Can you copy out the records below, starting at the line that has "spot the horse's ear in the photo above" and continuing to their end, keeping every line's wording unchanged but adding 22 to each x and y coordinate in the answers?

┌──

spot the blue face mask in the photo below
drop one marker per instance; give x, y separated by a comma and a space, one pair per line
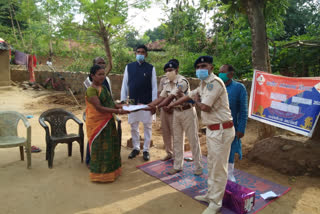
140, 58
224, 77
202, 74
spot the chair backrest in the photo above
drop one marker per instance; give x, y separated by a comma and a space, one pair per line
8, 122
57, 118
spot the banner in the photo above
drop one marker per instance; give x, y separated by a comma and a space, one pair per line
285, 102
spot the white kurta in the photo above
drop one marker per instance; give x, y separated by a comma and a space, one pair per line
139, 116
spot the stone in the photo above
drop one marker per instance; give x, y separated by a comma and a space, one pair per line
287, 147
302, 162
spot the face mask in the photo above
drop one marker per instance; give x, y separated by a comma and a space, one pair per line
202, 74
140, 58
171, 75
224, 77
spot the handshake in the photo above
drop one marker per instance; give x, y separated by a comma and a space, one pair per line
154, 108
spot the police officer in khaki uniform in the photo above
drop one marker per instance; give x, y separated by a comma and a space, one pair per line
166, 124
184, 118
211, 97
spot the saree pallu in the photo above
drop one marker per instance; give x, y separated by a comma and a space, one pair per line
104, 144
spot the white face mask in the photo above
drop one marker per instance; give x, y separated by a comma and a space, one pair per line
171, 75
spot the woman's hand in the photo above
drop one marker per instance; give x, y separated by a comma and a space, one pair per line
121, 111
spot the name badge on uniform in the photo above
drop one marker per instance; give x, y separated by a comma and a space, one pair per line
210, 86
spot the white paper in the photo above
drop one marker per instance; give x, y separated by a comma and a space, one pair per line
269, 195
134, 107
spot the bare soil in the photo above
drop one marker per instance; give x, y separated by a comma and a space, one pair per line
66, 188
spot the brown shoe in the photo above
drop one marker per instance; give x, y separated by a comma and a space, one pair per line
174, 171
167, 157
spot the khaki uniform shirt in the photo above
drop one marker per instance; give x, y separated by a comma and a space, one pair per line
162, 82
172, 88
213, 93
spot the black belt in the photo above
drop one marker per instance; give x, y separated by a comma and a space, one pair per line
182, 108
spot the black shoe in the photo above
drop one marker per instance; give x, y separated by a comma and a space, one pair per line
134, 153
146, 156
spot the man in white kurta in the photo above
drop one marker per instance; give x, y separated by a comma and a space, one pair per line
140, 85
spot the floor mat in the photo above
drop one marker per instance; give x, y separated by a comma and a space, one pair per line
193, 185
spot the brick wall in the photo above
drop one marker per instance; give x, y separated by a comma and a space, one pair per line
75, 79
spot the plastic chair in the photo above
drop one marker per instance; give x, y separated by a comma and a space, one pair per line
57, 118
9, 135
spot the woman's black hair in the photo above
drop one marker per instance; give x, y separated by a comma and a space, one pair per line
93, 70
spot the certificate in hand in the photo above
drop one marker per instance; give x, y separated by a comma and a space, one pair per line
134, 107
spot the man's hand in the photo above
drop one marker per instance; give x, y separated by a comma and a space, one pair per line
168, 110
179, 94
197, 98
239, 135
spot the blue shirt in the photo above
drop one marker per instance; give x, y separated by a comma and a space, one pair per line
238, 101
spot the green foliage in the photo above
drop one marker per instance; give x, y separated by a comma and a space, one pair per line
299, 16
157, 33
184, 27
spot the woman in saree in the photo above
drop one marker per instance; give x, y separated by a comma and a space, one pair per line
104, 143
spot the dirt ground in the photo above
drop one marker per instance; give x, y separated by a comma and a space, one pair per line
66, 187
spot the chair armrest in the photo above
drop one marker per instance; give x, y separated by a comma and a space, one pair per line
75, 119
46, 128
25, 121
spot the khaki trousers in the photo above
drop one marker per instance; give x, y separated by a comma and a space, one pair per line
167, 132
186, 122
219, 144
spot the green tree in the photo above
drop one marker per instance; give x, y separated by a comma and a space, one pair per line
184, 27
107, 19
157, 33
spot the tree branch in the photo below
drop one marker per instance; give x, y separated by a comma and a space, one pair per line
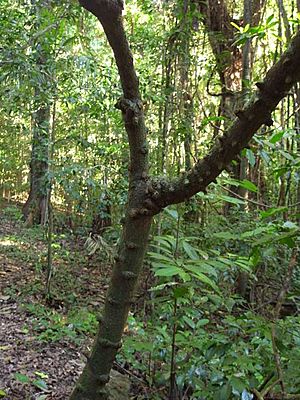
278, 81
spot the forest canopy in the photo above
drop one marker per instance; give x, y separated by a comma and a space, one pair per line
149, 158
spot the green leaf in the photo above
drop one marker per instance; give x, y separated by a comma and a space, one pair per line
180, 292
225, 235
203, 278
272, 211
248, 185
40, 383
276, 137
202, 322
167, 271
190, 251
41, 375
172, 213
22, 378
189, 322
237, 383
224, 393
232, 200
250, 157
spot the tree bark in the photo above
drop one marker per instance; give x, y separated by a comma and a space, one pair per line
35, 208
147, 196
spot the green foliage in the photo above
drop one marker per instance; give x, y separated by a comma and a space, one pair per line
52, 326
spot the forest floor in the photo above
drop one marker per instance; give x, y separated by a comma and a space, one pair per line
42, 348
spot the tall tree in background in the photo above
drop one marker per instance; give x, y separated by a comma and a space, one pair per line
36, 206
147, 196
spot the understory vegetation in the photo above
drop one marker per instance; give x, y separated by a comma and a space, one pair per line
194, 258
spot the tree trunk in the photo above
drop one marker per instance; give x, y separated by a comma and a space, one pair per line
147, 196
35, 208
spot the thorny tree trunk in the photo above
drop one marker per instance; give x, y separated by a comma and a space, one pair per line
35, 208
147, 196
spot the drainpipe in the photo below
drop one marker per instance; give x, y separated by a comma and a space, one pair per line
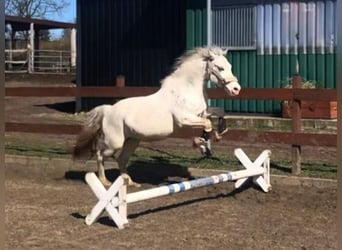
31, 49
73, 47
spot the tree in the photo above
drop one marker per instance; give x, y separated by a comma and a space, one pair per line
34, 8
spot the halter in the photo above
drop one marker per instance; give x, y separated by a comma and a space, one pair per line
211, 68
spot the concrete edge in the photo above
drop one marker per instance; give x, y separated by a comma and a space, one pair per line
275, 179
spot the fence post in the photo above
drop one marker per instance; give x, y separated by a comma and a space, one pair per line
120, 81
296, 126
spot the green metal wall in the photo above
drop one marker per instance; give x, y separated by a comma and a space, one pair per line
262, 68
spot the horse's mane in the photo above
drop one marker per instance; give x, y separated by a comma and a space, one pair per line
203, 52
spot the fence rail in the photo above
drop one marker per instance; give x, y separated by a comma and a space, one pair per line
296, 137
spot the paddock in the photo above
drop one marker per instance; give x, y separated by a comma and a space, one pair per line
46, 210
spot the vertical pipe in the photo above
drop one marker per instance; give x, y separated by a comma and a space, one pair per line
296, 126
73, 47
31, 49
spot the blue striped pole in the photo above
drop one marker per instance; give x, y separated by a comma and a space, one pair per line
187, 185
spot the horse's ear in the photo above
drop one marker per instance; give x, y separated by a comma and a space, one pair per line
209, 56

└──

▸ Solution to the exercise:
spot the horse's ear in the photo above
drop one marker per instance; give x, y separated by a comma and a space, one pair per line
231, 78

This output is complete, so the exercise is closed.